- _Short task_: Rewrite the entries below, changing every "marker" to "dot" and keeping everything else the same. Leave the pictures out of your answer.

- _Rows from a pointing dataset_:
* * *

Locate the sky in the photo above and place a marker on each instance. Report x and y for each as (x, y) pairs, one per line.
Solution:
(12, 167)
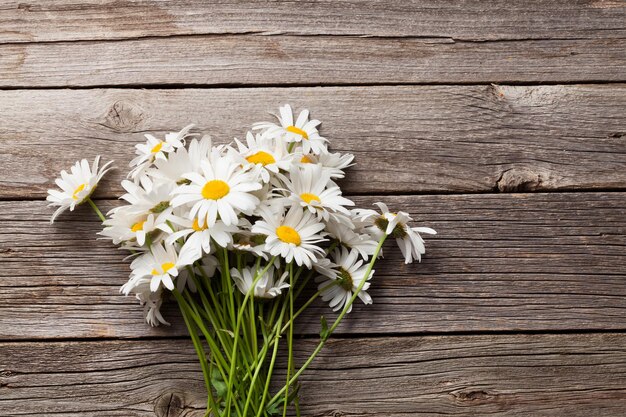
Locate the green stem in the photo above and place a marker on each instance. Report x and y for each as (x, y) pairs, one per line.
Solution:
(96, 209)
(289, 339)
(240, 315)
(335, 324)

* * *

- _Result for this task_:
Locate the sky in the photo above and place a dot on each instance. Report x and y for each as (x, y) pairs, one per line.
Solution:
(12, 167)
Locate the green stem in the photo above and place a dot on each instance. Report x and y for each as (x, y) pairs, one per line.
Solution:
(96, 209)
(289, 339)
(240, 315)
(335, 324)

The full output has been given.